Name each GCN generation the forum excerpt mentions, and give what the excerpt says about cross-lane register access in that generation.
━━━━━ EXTRACT TO READ ━━━━━
Other instruction types also interact meaningfully with this cadence, I presume: e.g. TEX and MEM both return results directly into RF.
Possibly, they put results on a buffer/FIFO of some kind, and the SIMD's logic tries to read them in when it can. The vector register file could be dual-ported, with half the bandwidth used by the VALU, or the SIMD's logic might opportunistically steal accesses when operations don't need all operand cycles.

My own un-resolved question relates to the fact that the register file is at the centre of practically every instruction, whether VALU or some other unit associated with a CU. The three-read/one-write cadence for the register file is, in many respects overloaded when all of these operations are happening "simultaneously".
With AMD's exascale concept, only the vector ALUs and their crossbars are asynchronous, and at the same time the SRAM arrays are not kept at near-threshold voltages. One possibility when both conditions are true is that VALUs can at most be the same clock as the register file, and at other times are running at a lower rate with a modified adaptive clock+voltage scheme that tries to keep the lanes from deviating past a certain threshold.
 
The register file is really 256x 2048-bit registers and wouldn't need to change. That's why I'm so impressed by this idea, because all the shenanigans involved in traditional dynamic wavefront formation relating to context manipulation and fragmentation are entirely obviated.

As I understand it, the current design uses three cycles to read operands (64 operands from address A, then address B and finally address C in FMA A * B + C) and a fourth to write resultants.
SIMD execution units are 16 wide. SIMD executes one 64-wide instruction in 4 cycles. Four instructions are in execution at once. My guess is that first 3 cycles are spent in collecting registers, and the fourth executing (I have a theory how results are written, but it requires a bit more explaining). Lanes 0-15 start on cycle 0, lanes 16-31 start on cycle 1, lanes 32-47 on cycle 2, lanes 48-64 on cycle 3. Then next instruction starts and interleaves with the tail of current. This guarantees that the result of each 16-wide part is ready before the next instruction needs to read that 16-wide part. The 4-cycle cadence means that each 16-wide register file serves just one read per cycle. Thus I am guessing that there are four 16-wide register files per SIMD. There's no sense to make one big multi-ported register file. GCN1 and GCN2 had no direct way to reading registers of different lanes. All cross lane switches did go through LDS hardware (long variable latency). GCN3 adds DPP instructions for faster cross-lane swizzle inside SIMD. However DPP needs 2 cycles between write and read to the same register (other independent instructions or NOPs). Thus there's still no need to direct fast path to access registers of other 16-wide parts of the wave.

I would be surprised if the register file wasn't split to four 16-wide parts. Each with one read/write port (doesn't need a separate read & write port either). One big register file per SIMD wouldn't make any sense with the 4-cycle cadence. Obviously we will never know, since GCN hasn't got any bank conflicts or any explicit software scheduling requirements, so it's not possible to try to figure this out by measuring timing differences. This information is not needed by programmers, as it has zero effect on performance. There's no need to be open about your low level power saving features, unless they create bottlenecks that need to be avoided by software.
━━━━━ ENTRIES SHOWN ━━━━━
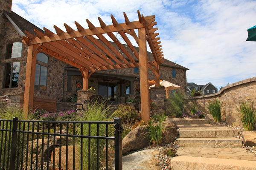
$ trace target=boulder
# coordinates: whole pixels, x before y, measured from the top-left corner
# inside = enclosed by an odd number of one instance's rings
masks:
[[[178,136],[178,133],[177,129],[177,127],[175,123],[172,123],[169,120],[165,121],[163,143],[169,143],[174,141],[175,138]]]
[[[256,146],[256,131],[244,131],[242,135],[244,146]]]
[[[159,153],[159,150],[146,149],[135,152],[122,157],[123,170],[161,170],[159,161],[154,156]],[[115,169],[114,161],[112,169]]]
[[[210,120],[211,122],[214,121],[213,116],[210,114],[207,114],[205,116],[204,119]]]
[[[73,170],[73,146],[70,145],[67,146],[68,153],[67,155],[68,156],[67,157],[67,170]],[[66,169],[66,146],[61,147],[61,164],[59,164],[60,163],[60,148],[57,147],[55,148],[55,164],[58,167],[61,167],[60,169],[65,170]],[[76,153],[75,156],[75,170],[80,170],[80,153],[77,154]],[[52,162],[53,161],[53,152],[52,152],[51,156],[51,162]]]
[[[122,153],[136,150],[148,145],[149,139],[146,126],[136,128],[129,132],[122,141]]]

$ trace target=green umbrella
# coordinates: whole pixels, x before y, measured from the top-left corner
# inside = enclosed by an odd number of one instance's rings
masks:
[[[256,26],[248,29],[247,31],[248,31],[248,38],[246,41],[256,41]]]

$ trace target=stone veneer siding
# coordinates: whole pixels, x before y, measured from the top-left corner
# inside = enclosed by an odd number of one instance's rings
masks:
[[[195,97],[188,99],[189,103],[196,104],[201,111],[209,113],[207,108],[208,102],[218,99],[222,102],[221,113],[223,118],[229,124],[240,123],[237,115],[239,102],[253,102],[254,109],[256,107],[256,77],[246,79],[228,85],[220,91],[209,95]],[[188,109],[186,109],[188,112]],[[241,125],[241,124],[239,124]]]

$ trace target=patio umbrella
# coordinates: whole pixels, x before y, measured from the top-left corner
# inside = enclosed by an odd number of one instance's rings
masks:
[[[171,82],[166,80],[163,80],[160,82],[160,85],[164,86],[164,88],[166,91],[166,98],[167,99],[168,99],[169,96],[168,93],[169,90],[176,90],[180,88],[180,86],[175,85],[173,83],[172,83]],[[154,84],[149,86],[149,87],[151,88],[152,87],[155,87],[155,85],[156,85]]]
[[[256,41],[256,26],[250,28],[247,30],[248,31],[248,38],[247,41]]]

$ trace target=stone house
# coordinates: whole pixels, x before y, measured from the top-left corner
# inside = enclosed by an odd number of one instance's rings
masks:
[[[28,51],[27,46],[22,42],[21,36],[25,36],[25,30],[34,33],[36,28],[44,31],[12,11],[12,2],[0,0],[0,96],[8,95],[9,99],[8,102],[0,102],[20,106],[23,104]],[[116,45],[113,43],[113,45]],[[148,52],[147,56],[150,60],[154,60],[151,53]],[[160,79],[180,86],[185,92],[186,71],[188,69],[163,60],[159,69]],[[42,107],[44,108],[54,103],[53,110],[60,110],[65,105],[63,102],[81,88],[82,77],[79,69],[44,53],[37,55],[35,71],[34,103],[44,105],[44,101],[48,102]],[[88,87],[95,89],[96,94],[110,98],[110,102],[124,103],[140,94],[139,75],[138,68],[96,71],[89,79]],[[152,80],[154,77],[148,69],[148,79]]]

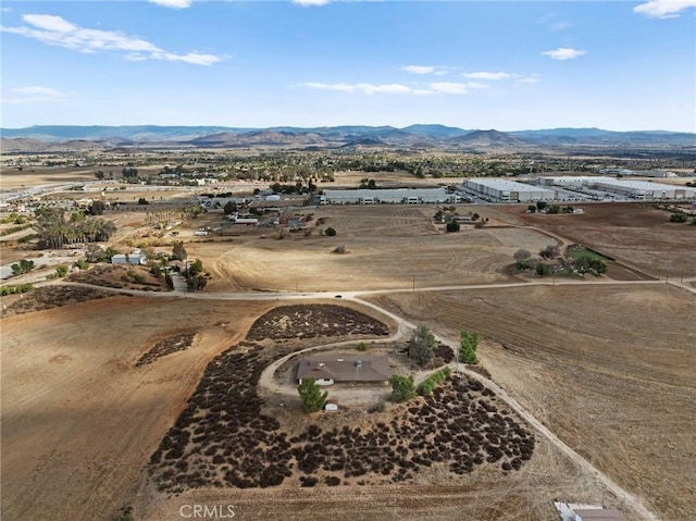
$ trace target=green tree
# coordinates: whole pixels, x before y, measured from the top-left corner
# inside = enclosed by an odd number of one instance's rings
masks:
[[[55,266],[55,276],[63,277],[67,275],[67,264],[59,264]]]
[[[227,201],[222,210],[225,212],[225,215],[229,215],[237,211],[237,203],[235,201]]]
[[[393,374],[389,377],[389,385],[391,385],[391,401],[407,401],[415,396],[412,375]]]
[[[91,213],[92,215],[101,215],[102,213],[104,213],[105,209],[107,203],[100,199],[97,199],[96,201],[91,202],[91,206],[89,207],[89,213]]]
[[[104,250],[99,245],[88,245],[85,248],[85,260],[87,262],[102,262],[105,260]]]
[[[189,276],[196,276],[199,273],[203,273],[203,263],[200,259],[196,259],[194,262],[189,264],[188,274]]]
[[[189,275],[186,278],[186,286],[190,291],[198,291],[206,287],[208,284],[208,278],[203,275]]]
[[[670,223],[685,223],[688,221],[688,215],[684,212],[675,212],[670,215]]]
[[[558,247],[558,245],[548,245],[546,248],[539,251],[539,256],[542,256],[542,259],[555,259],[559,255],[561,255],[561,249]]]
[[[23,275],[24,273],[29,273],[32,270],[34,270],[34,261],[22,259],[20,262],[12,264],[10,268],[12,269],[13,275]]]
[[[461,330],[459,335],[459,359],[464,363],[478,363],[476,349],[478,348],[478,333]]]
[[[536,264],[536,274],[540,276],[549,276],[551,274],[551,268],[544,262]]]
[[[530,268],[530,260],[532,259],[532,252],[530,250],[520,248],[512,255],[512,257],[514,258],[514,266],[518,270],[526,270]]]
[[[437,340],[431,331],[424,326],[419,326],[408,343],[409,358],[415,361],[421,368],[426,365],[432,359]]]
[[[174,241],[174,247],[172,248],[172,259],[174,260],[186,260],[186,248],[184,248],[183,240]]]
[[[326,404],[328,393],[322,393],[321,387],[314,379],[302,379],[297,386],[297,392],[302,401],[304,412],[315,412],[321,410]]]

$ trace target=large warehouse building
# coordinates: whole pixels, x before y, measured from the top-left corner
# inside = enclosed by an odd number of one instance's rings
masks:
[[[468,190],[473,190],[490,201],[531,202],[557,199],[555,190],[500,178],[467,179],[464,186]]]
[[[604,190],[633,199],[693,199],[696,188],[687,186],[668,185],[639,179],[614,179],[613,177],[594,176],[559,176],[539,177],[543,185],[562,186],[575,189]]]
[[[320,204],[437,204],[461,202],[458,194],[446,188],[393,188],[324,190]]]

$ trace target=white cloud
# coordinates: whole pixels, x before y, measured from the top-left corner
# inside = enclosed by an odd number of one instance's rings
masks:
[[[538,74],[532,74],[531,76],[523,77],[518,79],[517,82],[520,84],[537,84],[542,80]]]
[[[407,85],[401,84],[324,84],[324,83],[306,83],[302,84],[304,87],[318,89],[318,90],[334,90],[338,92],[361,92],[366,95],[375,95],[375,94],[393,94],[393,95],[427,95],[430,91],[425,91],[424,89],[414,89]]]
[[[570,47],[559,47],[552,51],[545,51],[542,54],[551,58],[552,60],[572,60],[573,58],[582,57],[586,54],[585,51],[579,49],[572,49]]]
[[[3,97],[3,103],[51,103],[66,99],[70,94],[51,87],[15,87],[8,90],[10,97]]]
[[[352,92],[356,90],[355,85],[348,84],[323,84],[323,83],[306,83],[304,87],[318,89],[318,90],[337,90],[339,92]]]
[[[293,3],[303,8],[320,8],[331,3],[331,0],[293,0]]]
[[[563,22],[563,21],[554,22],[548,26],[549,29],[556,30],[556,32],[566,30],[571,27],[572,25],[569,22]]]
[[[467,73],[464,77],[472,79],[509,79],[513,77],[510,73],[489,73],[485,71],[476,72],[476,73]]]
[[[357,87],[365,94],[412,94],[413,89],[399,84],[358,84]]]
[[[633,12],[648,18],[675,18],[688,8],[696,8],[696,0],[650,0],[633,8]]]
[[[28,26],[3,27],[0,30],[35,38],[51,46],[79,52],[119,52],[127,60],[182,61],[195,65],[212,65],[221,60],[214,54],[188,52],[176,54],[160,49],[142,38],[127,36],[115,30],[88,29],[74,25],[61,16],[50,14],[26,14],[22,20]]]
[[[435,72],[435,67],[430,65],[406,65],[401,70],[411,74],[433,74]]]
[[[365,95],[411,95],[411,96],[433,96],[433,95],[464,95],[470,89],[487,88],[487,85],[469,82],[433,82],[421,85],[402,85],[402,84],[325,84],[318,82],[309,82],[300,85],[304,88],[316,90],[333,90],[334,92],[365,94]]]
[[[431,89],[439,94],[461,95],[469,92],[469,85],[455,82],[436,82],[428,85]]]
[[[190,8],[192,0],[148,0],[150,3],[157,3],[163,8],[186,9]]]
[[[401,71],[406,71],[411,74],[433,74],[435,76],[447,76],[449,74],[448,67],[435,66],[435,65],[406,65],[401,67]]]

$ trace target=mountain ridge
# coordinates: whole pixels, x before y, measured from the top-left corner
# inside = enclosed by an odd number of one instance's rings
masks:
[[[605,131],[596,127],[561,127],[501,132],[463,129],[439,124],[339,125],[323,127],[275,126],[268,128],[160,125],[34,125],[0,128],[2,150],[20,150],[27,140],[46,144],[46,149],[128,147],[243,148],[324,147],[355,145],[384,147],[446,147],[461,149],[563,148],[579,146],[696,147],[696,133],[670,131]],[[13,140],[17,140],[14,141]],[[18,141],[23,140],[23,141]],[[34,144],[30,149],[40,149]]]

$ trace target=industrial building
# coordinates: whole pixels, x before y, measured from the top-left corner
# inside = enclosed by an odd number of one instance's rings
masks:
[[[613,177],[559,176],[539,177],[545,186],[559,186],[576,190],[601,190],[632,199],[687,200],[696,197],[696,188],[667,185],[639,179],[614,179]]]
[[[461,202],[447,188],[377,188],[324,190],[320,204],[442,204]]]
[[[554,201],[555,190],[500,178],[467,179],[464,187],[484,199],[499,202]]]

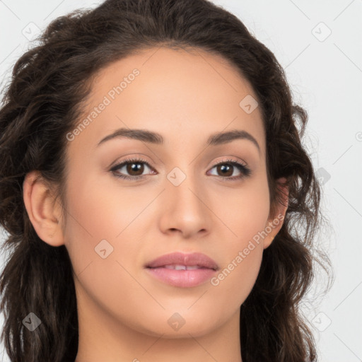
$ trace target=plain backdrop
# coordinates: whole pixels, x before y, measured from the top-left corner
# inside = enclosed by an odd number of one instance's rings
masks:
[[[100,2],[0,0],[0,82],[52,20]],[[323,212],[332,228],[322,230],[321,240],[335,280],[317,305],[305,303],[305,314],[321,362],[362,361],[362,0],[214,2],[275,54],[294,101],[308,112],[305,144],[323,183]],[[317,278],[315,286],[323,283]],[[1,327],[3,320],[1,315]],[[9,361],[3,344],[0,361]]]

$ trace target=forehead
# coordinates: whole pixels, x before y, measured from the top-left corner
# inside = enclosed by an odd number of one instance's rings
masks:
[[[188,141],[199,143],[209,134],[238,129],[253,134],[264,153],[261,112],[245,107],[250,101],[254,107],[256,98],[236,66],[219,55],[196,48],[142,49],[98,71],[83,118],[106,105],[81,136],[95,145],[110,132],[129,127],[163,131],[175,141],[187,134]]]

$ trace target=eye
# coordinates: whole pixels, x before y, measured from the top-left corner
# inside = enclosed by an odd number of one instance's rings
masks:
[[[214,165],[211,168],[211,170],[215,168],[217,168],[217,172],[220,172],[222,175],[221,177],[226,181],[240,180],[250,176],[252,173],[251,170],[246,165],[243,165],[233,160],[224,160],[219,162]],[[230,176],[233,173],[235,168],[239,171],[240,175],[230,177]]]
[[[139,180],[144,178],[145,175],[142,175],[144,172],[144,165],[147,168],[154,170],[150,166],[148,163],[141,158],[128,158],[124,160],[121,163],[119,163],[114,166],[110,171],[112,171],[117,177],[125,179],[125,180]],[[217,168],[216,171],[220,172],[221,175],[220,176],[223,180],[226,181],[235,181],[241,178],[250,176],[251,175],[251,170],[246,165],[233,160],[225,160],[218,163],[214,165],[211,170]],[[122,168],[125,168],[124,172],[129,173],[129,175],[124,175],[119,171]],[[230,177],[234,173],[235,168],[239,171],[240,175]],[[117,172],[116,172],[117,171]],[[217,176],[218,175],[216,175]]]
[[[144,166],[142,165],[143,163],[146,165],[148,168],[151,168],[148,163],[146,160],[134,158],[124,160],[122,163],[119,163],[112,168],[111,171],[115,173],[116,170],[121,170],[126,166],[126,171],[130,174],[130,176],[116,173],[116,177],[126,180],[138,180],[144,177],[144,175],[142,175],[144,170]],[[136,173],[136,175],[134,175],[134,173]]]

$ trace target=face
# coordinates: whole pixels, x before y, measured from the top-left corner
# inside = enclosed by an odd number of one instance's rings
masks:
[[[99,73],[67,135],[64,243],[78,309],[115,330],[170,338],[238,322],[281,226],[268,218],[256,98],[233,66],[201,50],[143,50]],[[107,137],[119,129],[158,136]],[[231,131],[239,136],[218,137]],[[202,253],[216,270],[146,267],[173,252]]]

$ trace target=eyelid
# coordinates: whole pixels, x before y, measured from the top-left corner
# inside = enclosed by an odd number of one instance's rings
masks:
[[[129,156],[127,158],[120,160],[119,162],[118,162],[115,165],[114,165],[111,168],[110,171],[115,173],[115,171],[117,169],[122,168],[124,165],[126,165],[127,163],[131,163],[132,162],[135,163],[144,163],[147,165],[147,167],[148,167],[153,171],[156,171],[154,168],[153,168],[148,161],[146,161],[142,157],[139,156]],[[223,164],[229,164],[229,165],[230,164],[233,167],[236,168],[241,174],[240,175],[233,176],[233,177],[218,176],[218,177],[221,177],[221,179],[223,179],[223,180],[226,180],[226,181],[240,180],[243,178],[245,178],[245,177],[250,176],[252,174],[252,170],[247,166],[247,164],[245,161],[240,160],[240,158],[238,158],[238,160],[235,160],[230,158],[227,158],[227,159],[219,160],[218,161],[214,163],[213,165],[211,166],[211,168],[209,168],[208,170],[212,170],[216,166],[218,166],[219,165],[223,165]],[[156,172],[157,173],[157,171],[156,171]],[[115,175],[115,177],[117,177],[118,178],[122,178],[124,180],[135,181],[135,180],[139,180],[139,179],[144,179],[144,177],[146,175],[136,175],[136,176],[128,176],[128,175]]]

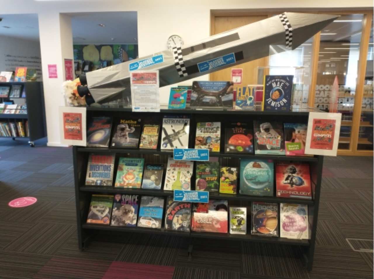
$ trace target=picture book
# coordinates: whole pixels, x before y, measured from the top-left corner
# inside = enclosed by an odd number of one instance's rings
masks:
━━━━━
_FINAL RESULT_.
- GCN1: it had no direct way to read registers of different lanes, and all cross-lane switches went through LDS hardware, with long, variable latency.
- GCN2: the same as GCN1. It had no direct way to read registers of different lanes, and cross-lane switches went through LDS hardware.
- GCN3: it adds DPP instructions for faster cross-lane swizzle inside the SIMD. DPP needs 2 cycles between a write and a read to the same register.